§ Task: Every record here must be copied exactly, except for the images it holds.

Recorded data:
- - -

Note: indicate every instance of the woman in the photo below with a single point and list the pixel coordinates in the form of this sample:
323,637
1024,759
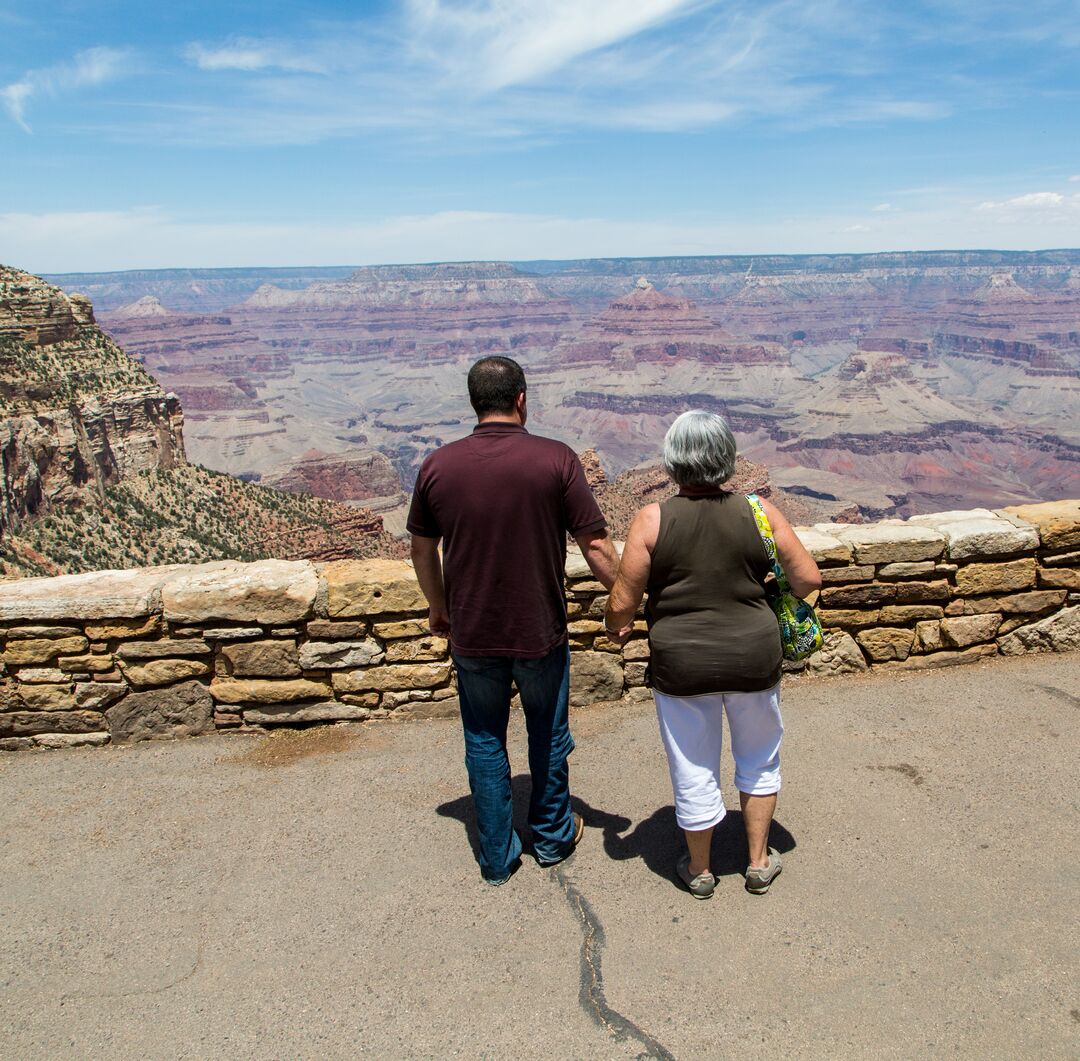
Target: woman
714,641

- - -

§ Expected answer:
Note: indicate every instance of the woman in the photo below with a single point and list the pixel coordinates in the form of this sample:
323,637
1024,759
Target: woman
714,641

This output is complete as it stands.